[SOURCE TEXT]
════════════════

Re: What is the best way to model my time series?

2016-03-25 Thread K. Lawson
Sorry Gerard, I'm afraid I'm not familiar with that project.

The time series I've described is a relatively minor component of an
application which is already powered by Cassandra, so you can see why I'd
prefer a viable way (which I'm quickly learning may not exist) to modelit
in Cassandra.

On Fri, Mar 25, 2016 at 2:04 PM, Gerard Maas  wrote:

> Hi,
>
> It sounds to me like Apache Kafka would be a better fit for your
> requirements. Have you considered that option?
>
> kr, Gerard
> Datastax MVP for Apache Cassandra (so, I'm not suggesting other tech for
> any other reason that seeing it as a better fit)
>
> On Fri, Mar 25, 2016 at 1:31 PM, K. Lawson  wrote:
>
>> While adhering to best practices, I am trying to model a time series in
>> Cassandra that is compliant with the following access pattern directives:
>>
>> - Is to be both read and shrank by a single party, grown by multiple
>> parties
>> - Is to be read as a queue (in other words, its entries, from first to
>> last, are to be paged through in order)
>> - Is to grown as a queue (in other words, new entries (the number of
>> which is expected to fall in the range of 0 to a couple of hundred per day)
>> are always APPENDED to the series)
>> - Is to be shrunk by way of the removal of any entries which have been
>> processed by the application (immediately upon completion of said
>> processing)
>>
>> So far, I've come up with four solutions, listed below (along with their
>> pros and cons), that are compliant with
>> the directives given above; is there any solution superior to these, and
>> if not, which one of these is most optimal?
>>
>>
>>
>> Solution #1:
>>
>>
>> //Processing position markers (saved somewhere on disk)

════════════════

[GIVEN DATA]
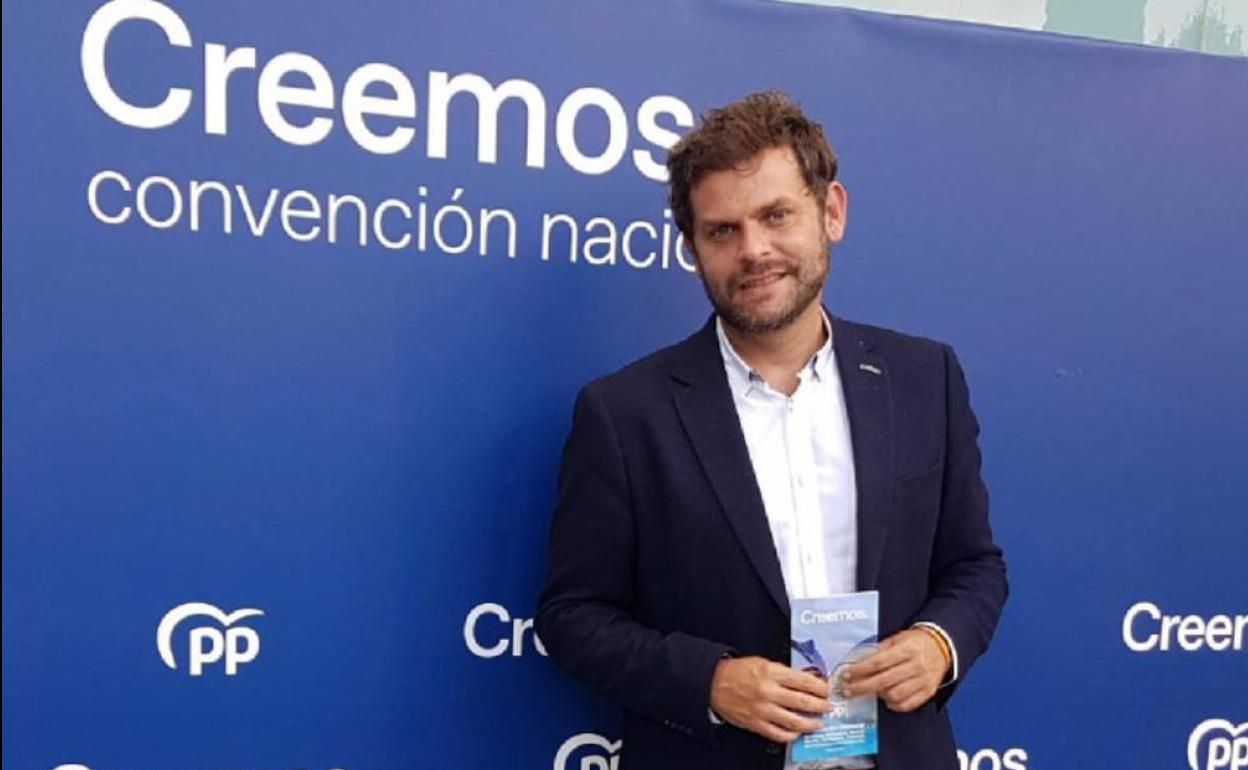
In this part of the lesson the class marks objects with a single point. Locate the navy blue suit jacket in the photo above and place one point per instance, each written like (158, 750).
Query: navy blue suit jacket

════════════════

[STATED TASK] Could you extend the Cassandra time-series thread, picking up right after its last line? The listing has nothing to do with the Cassandra time-series thread.

[RESULT OF THIS EXERCISE]
>> mostRecentProcessedItemInsertTime = 0
>> mostRecentProcessedItemInsertDayStartTime = 0
>>
>> CREATE TABLE IF NOT EXISTS solution_table_1
>> (
>> itemInsertDayStartTime timestamp
>> itemInsertTime timestamp
>> itemId timeuuid
>> PRIMARY KEY (itemInsertDayStartTime, itemInsertTime, itemId)
>> );
>> //Initial row retrieval query (presumably, the position markers will be
>> appropriately updated after each retrieval)
>>
>> SELECT *
>>
>> FROM solution_table_1
>>
>> WHERE itemInsertDayStartTime IN
>> (mostRecentProcessedItemInsertDayStartTime,
>> mostRecentProcessedItemInsertDayStartTime + 8640, ...)
>>
>> AND itemInsertTime > mostRecentProcessedItemInsertTime
>>
>> LIMIT 30
>>
>> Pros:
>> - Shards table data across the cluster
>>
>> Cons:
>> - Requires the maintenance of position markers
>> - Requires the explicit specification of partitions (which may or may not
>> have data) to target for retrievals which page the table data by
>> itemInsertTime
>> - Requires correspondence with multiple nodes to satisfy retrievals which
>> page the table data by itemInsertTime
>>
>>
>> Solution #2:
>>
>>
>> CREATE TABLE IF NOT EXISTS solution_table_2
>> (
>>   itemInsertTime timestamp
>> itemId timeuuid
>> PRIMARY KEY (itemInserTime, itemId)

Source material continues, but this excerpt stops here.